INFORMATION GIVEN:
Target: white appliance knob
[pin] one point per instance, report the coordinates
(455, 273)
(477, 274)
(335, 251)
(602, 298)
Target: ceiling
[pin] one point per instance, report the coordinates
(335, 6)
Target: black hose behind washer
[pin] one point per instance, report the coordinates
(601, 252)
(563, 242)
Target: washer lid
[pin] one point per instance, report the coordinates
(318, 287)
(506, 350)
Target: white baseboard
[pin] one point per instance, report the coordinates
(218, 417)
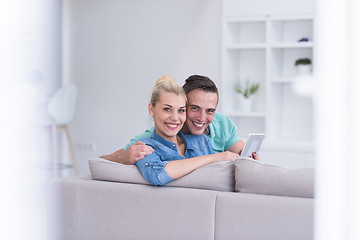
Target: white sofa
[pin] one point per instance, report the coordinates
(225, 200)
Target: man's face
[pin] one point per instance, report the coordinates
(200, 110)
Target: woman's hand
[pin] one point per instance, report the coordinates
(134, 153)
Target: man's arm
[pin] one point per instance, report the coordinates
(134, 153)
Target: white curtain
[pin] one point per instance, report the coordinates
(30, 69)
(337, 100)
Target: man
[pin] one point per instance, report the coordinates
(203, 97)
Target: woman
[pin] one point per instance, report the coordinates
(175, 154)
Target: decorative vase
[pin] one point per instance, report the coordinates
(245, 104)
(304, 70)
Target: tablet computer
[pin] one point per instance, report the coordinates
(252, 144)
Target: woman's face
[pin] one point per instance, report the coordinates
(169, 115)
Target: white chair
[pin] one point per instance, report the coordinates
(62, 108)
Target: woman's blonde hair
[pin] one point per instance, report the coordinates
(168, 84)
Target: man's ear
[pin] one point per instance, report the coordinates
(151, 109)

WHAT THE TASK ASKS: Restate word for word each line from the top of the listing down to and including the line that holds "Target: decorative vase". Drop any pictures.

ANSWER BOX:
Target: white appliance knob
[pin] one point per instance, report the coordinates
(455, 273)
(477, 274)
(335, 251)
(602, 298)
Target: ceiling
[pin] one point per instance, report the coordinates
(335, 6)
Target: black hose behind washer
[pin] one point per instance, report the coordinates
(601, 252)
(563, 242)
Target: washer lid
[pin] one point per instance, report the coordinates
(318, 287)
(506, 350)
Target: white baseboard
[pin] one point per instance, report the coordinates
(218, 417)
Target: white sofa
[pin] one point per instance, report the coordinates
(225, 200)
Target: man's face
[pin] one point per instance, report the coordinates
(200, 110)
Target: woman's hand
[pin] one point per instance, report the coordinates
(134, 153)
Target: man's arm
[pin] one point per instance, report the coordinates
(134, 153)
Target: white curtain
[pin] one point per instance, report the coordinates
(30, 69)
(337, 100)
Target: man
[pin] one point per instance, report the coordinates
(203, 97)
Target: woman
[pin] one point per instance, report the coordinates
(175, 154)
Target: decorative vase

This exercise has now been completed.